• [SUPPLIED TEXT]:
Little Ilford is a district of London, England in the London Borough of Newham. It gives its name to the Little Ilford ward.

Little Ilford is now also referred to as Manor Park.

==Toponymy==
Little Ilford and Ilford (historically known as Great Ilford) in the London Borough of Redbridge have a common etymology.

The name is first recorded in the Domesday Book of 1086 as Ilefort and applied means ford over the Hyle; an old name for the River Roding that means "trickling stream". Great and Little Ilford appear to have always been distinct areas separated by the Roding. The place names of both appear to derive from the ford (and river), rather than deriving from the subdivision of a larger Ilford area.

==History==
===Parish and manor===
The Manor of Little Ilford is mentioned (as simply Ilford) in the Domesday Book of 1086, and recorded as being held by one Jocelyn the Lorimer. Domesday also records that the manor was held by two freemen prior to the Norman Conquest. Great Ilford was not mentioned at Domesday as it was part of the Manor of Barking.

Little Ilford became an ancient parish centred on St Mary's Church on Church Street, by the late 12th century; the parish organisation of England was completed at that time and sub-divisions and boundary changes were rare. Little Ilford may have been an exception to the rule in that it may have extended northward in the 16th century.

The civil parish of Little Ilford became part of the West Ham Poor Law Union in 1836. Parishes that had not adopted the Public Health Acts became part of rural sanitary authorities along the lines of the poor law unions of which they formed part. Therefore, it became part of the West Ham Rural Sanitary District. Neighbouring East Ham had adopted the Local Government Act 1858 and formed a local government district in 1878, governed by a local board of nine members that became the urban sanitary authority. In 1886 the East Ham local government district was extended to include the civil parish of Little Ilford, and the board was increased to twelve members. In 1894 the local government district became East Ham Urban District. Little Ilford was abolished as a civil parish on 1 April 1900 and absorbed into the parish of East Ham. At the 1891 census (the last before the abolition of the parish), Little Ilford had a population of 3969. East Ham went on to form a municipal borough in 1904 and became a county borough in 1915. The area remained an ecclesiastical parish until 1938.

==Geography==
Little Ilford is divided from Ilford by the North Circular Road, the Alders Brook and the River Roding, and connected by the A118 road.

Little Ilford is sometimes referred to as being part of Manor Park due to historic links.

==Education==

There is a large comprehensive school in the area called Little Ilford School.

==Connections==
London bus route 147 serves the neighbourhood.

The nearest railway station is Manor Park, an Elizabeth line station in zones 3/4.

• [DATASET EXTRACT]:
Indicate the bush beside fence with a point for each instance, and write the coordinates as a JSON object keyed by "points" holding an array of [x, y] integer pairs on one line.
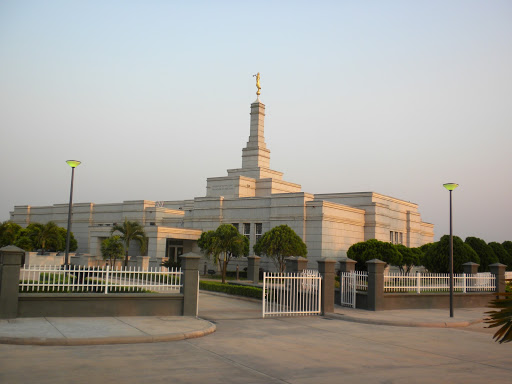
{"points": [[238, 290]]}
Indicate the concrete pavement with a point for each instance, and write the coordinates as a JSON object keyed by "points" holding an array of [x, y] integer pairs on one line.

• [WORK ORDER]: Can you repeat, word for word, the part of the Little Ilford text starting with "Little Ilford is now" and going on through "a common etymology."?

• [SOLVED EXERCISE]:
Little Ilford is now also referred to as Manor Park.

==Toponymy==
Little Ilford and Ilford (historically known as Great Ilford) in the London Borough of Redbridge have a common etymology.